§ **Testo fornito**
I partecipanti avevano in media 50 anni, erano donne nel 63% dei casi, caucasici nel 97%, ed erano tutti senza alcun segno di malattia cardio – o cerebrovascolare al momento dell’arruolamento. Nel periodo di osservazione, ogni quattro anni si sono tutti prestati a fornire informazioni molto dettagliate sulle abitudini alimentari, e i dati sono stati poi messi in relazione con le condizioni di salute. Nello specifico, la quantità di grassi assunta è stata suddivisa in cinque fasce, i quintili, per avere punti di riferimento relativamente precisi. 

muffe, salame
I ricercatori hanno preso in considerazione sia il contributo di tutta la carne rossa, che quello singolo della carne rossa lavorata

Per quanto riguarda il tipo di carne, i ricercatori hanno considerato sia l’insieme di tutte la carni rosse (gruppo che comprende la carne di manzo, maiale e agnello consumata come piatto principale, come farcitura dei panini o componente di piatti misti, e anche le carni rosse lavorate), sia il singolo contributo della carne rossa lavorata, come le salsicce, i würstel o la pancetta. Ancora, durante i 27 anni ci sono stati poco meno di 6.200 ictus, la maggior parte dei quali ischemici.

§ **Elenco attività**
**a)** Traduci in inglese la seguente frase del testo sulla carne rossa e l'ictus: "Nello specifico, la quantità di grassi assunta è stata suddivisa in cinque fasce, i quintili, per avere punti di riferimento relativamente precisi."
**b)** Riprendi il testo sulla carne rossa e l'ictus e proseguilo a partire dall'ultima frase riportata.

§ **Sezione dati**
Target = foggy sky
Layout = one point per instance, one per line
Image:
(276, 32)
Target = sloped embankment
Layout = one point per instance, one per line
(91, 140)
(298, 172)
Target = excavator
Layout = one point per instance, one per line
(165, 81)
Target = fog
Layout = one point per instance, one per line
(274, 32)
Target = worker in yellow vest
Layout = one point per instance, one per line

§ **Soluzioni in ordine**
**a)** Specifically, the amount of fat consumed was divided into five bands, the quintiles, in order to have relatively precise reference points.

**b)**
Come riferito dagli autori, ricercatori della T.H. Chan School of Public Health di Harvard, chi era ricaduto nel quintile con il consumo più elevato di grassi animali non derivati dal latte e dai latticini, aveva avuto un rischio di ictus superiore del 16% rispetto a chi rientrava nel quintile del consumo più basso. Il consumo di grassi del latte, fossero essi contenuti nei formaggi, nel burro, nella panna, nel latte o nei gelati, non aveva avuto alcuna influenza statisticamente significativa sull’incidenza di ictus. Infine, chi ogni giorno consumava una porzione in più di carne rossa aveva un avuto aumento di rischio dell’8% rispetto a che ne mangiava di meno, mentre chi mangiava un piatto in più carni rosse lavorate ogni giorno l’incremento era stato del 12%. Chi invece consumava più grassi vegetali andava incontro a una riduzione del rischio di ictus del 12%.

Pur con tutti i limiti di uno studio osservazionale e basato su ciò che riferiscono i partecipanti, i numeri sono imponenti e a favore di un’alimentazione che dia più spazio ai grassi vegetali – non di provenienza tropicale, specificano gli autori – ma preferibilmente agli oli di oliva, mais e soia. Oltre al tipo di grassi, concludono, probabilmente conta anche il fatto che, attraverso le carni rosse – lavorate e non – si assume sempre troppo sale e grassi saturi non necessari, e invece bisogna cercare di avere una dieta equilibrata, dove sia dato più spazio a cereali integrali, fonti proteiche vegetali e magre e a frutta e verdura fresca, limitando il più possibile l’assunzione di alimenti trasformati e ultra-trasformati.